Natural-language object grounding data
· · · ·

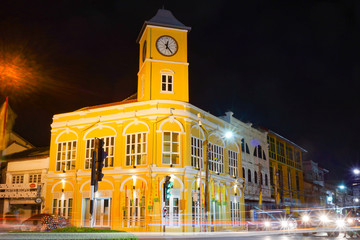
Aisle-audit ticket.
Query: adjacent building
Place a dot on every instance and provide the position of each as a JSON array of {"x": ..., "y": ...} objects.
[
  {"x": 314, "y": 184},
  {"x": 255, "y": 165},
  {"x": 149, "y": 137},
  {"x": 23, "y": 192},
  {"x": 286, "y": 172}
]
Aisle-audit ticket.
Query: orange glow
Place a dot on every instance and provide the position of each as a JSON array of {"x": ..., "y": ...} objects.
[{"x": 17, "y": 74}]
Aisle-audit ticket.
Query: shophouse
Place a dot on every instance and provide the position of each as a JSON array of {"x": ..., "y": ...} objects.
[{"x": 149, "y": 137}]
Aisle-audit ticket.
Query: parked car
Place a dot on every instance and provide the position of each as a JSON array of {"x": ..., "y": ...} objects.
[
  {"x": 317, "y": 221},
  {"x": 44, "y": 222}
]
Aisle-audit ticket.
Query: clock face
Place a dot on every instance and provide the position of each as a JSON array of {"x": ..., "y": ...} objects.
[
  {"x": 144, "y": 51},
  {"x": 166, "y": 45}
]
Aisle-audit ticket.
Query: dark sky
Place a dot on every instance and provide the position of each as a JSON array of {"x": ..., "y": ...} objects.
[{"x": 291, "y": 66}]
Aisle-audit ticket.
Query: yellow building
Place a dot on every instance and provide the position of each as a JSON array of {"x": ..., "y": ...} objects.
[
  {"x": 286, "y": 174},
  {"x": 148, "y": 138}
]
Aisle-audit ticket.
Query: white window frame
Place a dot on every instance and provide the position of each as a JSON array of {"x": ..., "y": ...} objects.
[
  {"x": 35, "y": 178},
  {"x": 63, "y": 207},
  {"x": 171, "y": 153},
  {"x": 233, "y": 163},
  {"x": 109, "y": 148},
  {"x": 134, "y": 214},
  {"x": 171, "y": 219},
  {"x": 235, "y": 210},
  {"x": 65, "y": 159},
  {"x": 131, "y": 158},
  {"x": 216, "y": 158},
  {"x": 17, "y": 179},
  {"x": 196, "y": 152},
  {"x": 167, "y": 83}
]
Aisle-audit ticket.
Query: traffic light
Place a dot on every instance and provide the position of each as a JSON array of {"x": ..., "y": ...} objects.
[{"x": 167, "y": 188}]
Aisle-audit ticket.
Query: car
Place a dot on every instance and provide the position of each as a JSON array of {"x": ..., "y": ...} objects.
[
  {"x": 44, "y": 222},
  {"x": 323, "y": 221}
]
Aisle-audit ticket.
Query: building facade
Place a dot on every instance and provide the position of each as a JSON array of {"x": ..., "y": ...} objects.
[
  {"x": 286, "y": 173},
  {"x": 148, "y": 139},
  {"x": 23, "y": 192},
  {"x": 314, "y": 184},
  {"x": 255, "y": 166}
]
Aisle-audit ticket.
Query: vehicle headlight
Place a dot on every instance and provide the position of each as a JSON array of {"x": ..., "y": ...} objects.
[
  {"x": 284, "y": 224},
  {"x": 324, "y": 218},
  {"x": 267, "y": 224},
  {"x": 305, "y": 218},
  {"x": 350, "y": 220},
  {"x": 340, "y": 223}
]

· · · ·

=== Work to be completed ===
Lines above that include the string "Query" need to be copied.

=== Exercise output ===
Query: adjacent building
Query: orange glow
Query: shophouse
Query: parked car
Query: clock face
Query: dark sky
Query: yellow building
Query: white window frame
Query: traffic light
Query: car
Query: building facade
Query: vehicle headlight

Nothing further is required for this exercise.